Please edit the entries below so that "The service" becomes "The annotator" everywhere, and give them again with nothing else changed.

— start ENTRIES SHOWN —

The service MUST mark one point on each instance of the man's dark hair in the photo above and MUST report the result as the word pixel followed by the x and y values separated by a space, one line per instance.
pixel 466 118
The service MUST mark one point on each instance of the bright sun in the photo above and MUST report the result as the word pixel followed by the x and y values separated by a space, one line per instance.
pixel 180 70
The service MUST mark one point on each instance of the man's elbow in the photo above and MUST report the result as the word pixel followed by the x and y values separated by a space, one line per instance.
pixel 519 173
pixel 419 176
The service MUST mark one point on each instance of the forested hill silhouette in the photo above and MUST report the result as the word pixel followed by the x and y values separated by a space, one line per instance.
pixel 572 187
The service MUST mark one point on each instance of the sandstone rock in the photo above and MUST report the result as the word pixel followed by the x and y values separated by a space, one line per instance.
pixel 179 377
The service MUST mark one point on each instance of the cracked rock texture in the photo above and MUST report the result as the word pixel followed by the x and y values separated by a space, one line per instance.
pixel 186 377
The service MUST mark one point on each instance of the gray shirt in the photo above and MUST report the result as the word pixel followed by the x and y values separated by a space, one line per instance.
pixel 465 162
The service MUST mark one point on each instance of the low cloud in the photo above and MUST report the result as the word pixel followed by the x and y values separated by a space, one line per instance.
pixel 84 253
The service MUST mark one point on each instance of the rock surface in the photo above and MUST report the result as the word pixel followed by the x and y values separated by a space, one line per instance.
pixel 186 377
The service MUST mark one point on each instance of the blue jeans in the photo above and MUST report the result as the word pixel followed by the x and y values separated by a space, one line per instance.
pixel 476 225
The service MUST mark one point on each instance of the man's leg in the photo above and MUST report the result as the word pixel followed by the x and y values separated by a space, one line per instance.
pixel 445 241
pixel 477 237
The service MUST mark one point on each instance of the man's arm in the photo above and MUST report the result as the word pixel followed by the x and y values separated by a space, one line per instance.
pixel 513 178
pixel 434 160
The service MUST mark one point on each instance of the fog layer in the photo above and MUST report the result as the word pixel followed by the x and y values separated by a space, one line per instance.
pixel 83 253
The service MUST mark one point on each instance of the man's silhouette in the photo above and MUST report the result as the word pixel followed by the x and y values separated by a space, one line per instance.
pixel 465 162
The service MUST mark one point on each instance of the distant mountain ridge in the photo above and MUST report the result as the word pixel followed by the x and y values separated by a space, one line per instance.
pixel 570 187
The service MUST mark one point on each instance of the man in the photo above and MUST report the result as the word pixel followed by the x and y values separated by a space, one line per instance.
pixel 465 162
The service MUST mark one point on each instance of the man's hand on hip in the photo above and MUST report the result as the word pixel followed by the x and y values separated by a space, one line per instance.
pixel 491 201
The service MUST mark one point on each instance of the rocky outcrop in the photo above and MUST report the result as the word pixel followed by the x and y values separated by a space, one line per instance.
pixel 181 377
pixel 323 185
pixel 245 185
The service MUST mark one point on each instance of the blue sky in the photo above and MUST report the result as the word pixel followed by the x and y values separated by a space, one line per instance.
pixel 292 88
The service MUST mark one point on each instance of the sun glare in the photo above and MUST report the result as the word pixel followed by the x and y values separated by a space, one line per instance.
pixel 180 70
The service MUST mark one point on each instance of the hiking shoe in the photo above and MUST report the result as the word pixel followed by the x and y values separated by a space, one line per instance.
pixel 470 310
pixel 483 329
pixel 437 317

— end ENTRIES SHOWN —

ANSWER:
The annotator MUST mark one point on each instance of the man's dark hair in the photo above and MUST report the result as the word pixel followed by the x and y values separated by a space, one line per instance.
pixel 466 118
The annotator MUST mark one point on each instance of the bright sun in the photo above and MUST report the result as the word pixel followed by the x and y values separated by a space, one line per instance.
pixel 180 70
The annotator MUST mark one point on each instance of the man's elbow in the photo above and MUST report the result as the word pixel followed by the x and y values separated by a space, one line per instance.
pixel 519 173
pixel 419 176
The annotator MUST mark one point on each instance of the forested hill silhouette in the photo above and MUST report the result as the word pixel followed by the x and y values separated by a space, one line per instance.
pixel 572 187
The annotator MUST mark one point on each instance of the sandstone rock in the photo above and MUST report the result as the word pixel followed by the x and y values separated by a space, one line per instance.
pixel 179 377
The annotator MUST mark one point on each instance of the cracked rock texture in the photo above and MUST report the result as the word pixel followed by the x and y values separated by a space, one line per instance.
pixel 186 377
The annotator MUST mark one point on each instance of the gray shirt in the photo above and MUST report the result as the word pixel followed by the x and y values separated by a space, one line per instance.
pixel 465 162
The annotator MUST mark one point on each instance of the low cloud in the photo above and MUST report the result as the word pixel followed by the x and y values separated by a space, one line per instance.
pixel 84 253
The annotator MUST mark one point on each instance of the rock surface in the photo above and MUST report the result as the word pixel followed by the x and y values separated by a space, one line per instance.
pixel 186 377
The annotator MUST mark one point on each instance of the blue jeans in the photo above and MUST report the result as the word pixel followed by the x and y values separated by a space, one line per instance.
pixel 476 225
The annotator MUST mark one point on each instance of the man's leg in the photo above and MUST report the result as the word pixel followed by the x and y values separated by a space, one line per instance.
pixel 445 241
pixel 477 237
The annotator MUST mark one point on each instance of the man's arm in the photo above and MUST report the result as the word pixel followed by the x and y values separated by a space, one line per instance.
pixel 513 178
pixel 434 160
The annotator MUST mark one point on each instance of the fog layer in the photo above and MUST report the result as the word pixel followed by the x and y values separated by a space, one line per instance.
pixel 83 253
The annotator MUST mark one point on each instance of the man's silhouette in the photo above and MUST report the result as the word pixel followed by the x and y values separated by a space, one line per instance.
pixel 465 162
The annotator MUST mark one point on each instance of the distant mountain ridge in the photo above and MUST report the result as the word pixel followed by the x and y values separated by a space, one line per instance.
pixel 570 187
The annotator MUST mark one point on each instance of the man in the photo above and MUST report the result as the word pixel followed by the x and y values separated by a space, one line per instance.
pixel 465 162
The annotator MUST mark one point on each instance of the man's hand on hip in the photo above and MUST report the result as the word pixel followed by the x and y values separated by a space, one line per instance.
pixel 491 201
The annotator MUST mark one point on each instance of the rocky outcrop in the photo above and MUST report the result as the word pixel followed by the x and y values separated by a space, one line per instance.
pixel 181 377
pixel 323 185
pixel 245 185
The annotator MUST mark one point on each instance of the blue sky in the photo above and MUST report the result as the word pixel followed by the x and y values separated by a space, one line per instance.
pixel 292 88
The annotator MUST mark one point on each instance of the sun glare in the photo above and MUST report the result as the word pixel followed by the x and y values separated by a space, one line per instance.
pixel 180 70
The annotator MUST mark one point on each instance of the hiking shoe in the photo above and MUST report the result as the word pixel followed by the x and y values separated by a space, one line per instance.
pixel 470 310
pixel 483 329
pixel 437 317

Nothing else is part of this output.